**EXTRACT PROVIDED:**

_ _ _

Achieve CUTLASS C++ Performance with Python APIs Using CuTe DSL

CuTe, a core component of CUTLASS 3.x, provides a unified algebra for describing data layouts and thread mappings, and abstracts complex memory access patterns into composable mathematical operations.

While CUTLASS 3.x and CuTe have empowered kernel developers to achieve peak performance on Tensor Cores through intuitive abstractions, the extensive use of C++ templates has resulted in high compilation times. Additionally, the growing adoption of Python and just-in-time (JIT) compilation in both research and production generative AI workflows has driven the evolution and development of CUTLASS 4.

This post explains the advantages of using CuTe DSL. We show that it offers a consistent API with C++, similar Tensor Core efficiency across different GPU chips, and much shorter compilation costs over C++.

For more information about the fundamentals of CuTe and CUTLASS 3.x, see CUTLASS: Principled Abstractions for Handling Multidimensional Data Through Tensors and Spatial Microkernels and CUTLASS 3.x: Orthogonal, Reusable, and Composable Abstractions for GEMM Kernel Design.

CuTe DSL: The foundation of CUTLASS 4

The new CuTe DSL (in Beta) in CUTLASS 4 brings the power of CuTe to Python programmers, allowing low-level GPU kernel authoring without the hassle of C++ template metaprogramming.

To simplify the learning curve associated with the new DSL, CuTe DSL relies on the same fundamental concepts underpinning CuTe. Visit NVIDIA/cutlass on GitHub to see a few CuTe DSL examples, including the persistent variant of dense GEMM, grouped GEMM, and Fused Multi-Head Attention (FMHA).

_ _ _

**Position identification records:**
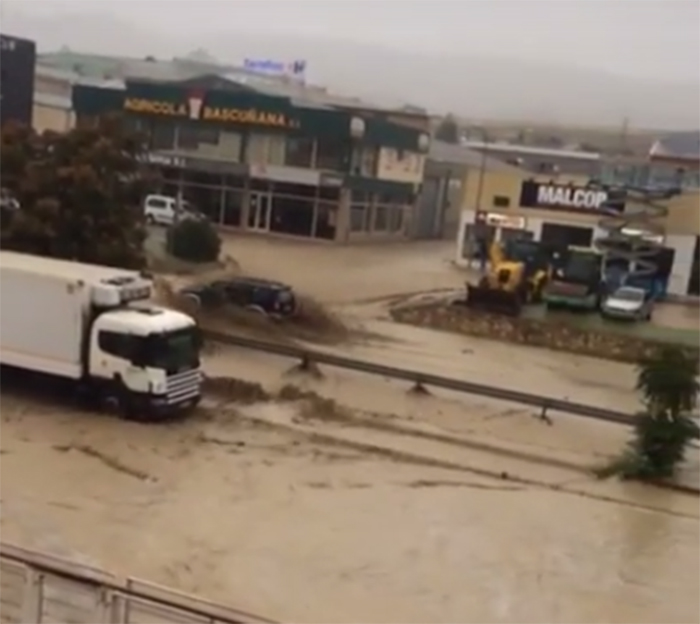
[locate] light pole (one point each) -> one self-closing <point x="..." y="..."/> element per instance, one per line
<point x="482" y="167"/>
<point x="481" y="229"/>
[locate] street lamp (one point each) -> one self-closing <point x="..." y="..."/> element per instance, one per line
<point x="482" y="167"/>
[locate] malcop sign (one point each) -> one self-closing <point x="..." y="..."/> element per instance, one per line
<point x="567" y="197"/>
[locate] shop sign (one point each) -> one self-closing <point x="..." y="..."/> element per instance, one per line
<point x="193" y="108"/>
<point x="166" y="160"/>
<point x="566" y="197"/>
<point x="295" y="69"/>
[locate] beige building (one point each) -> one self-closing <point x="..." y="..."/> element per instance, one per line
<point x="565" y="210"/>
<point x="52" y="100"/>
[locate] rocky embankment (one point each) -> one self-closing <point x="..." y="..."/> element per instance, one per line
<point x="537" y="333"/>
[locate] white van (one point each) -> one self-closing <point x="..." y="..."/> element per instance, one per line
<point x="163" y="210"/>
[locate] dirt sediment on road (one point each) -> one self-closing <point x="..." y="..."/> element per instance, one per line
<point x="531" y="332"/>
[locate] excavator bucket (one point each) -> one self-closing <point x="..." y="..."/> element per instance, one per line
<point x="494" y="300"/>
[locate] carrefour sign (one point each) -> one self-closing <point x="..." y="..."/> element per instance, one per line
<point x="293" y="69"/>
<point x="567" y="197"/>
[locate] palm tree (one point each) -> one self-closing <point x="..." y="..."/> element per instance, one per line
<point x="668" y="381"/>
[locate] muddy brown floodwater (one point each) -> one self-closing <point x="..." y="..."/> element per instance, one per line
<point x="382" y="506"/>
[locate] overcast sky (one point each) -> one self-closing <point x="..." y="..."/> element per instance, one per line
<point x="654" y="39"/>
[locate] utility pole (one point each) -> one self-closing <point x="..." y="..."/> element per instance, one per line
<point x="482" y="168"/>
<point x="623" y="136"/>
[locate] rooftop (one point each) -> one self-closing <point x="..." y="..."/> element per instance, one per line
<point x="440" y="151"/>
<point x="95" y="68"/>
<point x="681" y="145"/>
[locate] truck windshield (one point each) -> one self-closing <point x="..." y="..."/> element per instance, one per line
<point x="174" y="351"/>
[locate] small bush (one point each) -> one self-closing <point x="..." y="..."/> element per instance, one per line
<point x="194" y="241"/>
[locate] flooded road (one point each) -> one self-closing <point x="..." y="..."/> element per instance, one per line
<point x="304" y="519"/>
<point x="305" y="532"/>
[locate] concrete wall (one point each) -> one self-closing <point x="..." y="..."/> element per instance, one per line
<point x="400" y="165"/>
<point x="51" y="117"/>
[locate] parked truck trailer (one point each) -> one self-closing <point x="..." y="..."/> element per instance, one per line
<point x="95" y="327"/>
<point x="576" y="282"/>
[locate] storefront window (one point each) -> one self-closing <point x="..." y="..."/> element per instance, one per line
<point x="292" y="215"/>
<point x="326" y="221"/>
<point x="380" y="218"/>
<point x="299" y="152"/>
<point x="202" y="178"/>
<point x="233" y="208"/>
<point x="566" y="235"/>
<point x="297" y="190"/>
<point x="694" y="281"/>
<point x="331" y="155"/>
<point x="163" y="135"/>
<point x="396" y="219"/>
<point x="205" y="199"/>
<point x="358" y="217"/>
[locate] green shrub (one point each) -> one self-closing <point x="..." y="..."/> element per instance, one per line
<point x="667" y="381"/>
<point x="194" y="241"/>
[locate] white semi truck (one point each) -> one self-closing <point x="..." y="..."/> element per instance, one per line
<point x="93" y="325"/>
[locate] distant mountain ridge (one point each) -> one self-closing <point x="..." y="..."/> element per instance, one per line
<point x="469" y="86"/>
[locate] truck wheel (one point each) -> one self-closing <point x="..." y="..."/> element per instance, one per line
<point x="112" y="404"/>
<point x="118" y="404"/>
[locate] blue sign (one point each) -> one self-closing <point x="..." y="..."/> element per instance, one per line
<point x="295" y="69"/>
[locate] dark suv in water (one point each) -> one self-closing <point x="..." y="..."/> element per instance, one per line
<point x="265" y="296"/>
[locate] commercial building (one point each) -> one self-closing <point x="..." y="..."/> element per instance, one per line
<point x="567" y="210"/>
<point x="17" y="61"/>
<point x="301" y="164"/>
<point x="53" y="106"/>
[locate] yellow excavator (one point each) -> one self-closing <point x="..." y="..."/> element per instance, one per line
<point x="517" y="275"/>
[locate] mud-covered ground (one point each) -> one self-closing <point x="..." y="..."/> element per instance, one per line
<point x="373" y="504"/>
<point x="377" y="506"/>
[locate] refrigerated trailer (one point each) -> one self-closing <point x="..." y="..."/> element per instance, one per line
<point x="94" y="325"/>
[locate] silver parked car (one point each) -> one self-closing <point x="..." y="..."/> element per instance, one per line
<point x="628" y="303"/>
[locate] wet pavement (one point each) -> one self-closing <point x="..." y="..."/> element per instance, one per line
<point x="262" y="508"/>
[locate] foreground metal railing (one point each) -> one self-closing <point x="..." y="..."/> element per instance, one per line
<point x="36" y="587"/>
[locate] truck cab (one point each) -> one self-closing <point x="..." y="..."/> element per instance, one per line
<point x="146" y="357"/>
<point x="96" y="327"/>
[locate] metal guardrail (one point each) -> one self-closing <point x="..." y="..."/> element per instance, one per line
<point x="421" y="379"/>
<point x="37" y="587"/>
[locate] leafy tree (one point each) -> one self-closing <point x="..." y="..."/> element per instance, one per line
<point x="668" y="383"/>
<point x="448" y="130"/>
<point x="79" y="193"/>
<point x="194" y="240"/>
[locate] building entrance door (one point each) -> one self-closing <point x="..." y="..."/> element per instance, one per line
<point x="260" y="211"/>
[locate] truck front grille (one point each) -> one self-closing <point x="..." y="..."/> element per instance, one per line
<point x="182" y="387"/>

_ _ _

**WHAT TO WORK ON:**
[1] From the CuTe DSL article, output the passage that begins with the words "For more information" and ends after the words "GEMM Kernel Design.", copied verbatim.
[2] In the CuTe DSL article, what has the extensive use of C++ templates in CUTLASS 3.x resulted in?
[3] Resume the CuTe DSL article, starting after its last sentence.

**RESPONSE LIST:**
[1]
For more information about the fundamentals of CuTe and CUTLASS 3.x, see CUTLASS: Principled Abstractions for Handling Multidimensional Data Through Tensors and Spatial Microkernels and CUTLASS 3.x: Orthogonal, Reusable, and Composable Abstractions for GEMM Kernel Design.

[2] High compilation times.

[3]
Comparing CuTe DSL and CuTe C++

CuTe offers a consistent GPU programming model across more than a decade of NVIDIA GPU architectures through its robust layout representation and algebra. CuTe DSL retains the exact same programming model users have come to expect from CuTe C++ but with the ease of Python. With this comes blazing fast compile times, substantially improved error messages, flatter learning curve, and near-instant integration into Python native DL frameworks.

A side-by-side comparison of C++ and DSL code highlights how they have identical programming models and programming patterns. The only differences are in the C++ and Python language syntax.

TiledMMA

cute::TiledMma is a spatial microkernel that describes the tiling and permutations of any hardware MMA atom across a set of “threads” and data. Its representation enables writing canonical triple for loops for any hardware MMA, be it SIMT FP64 or the cutting-edge NVFP4 Blackwell tensor core instructions.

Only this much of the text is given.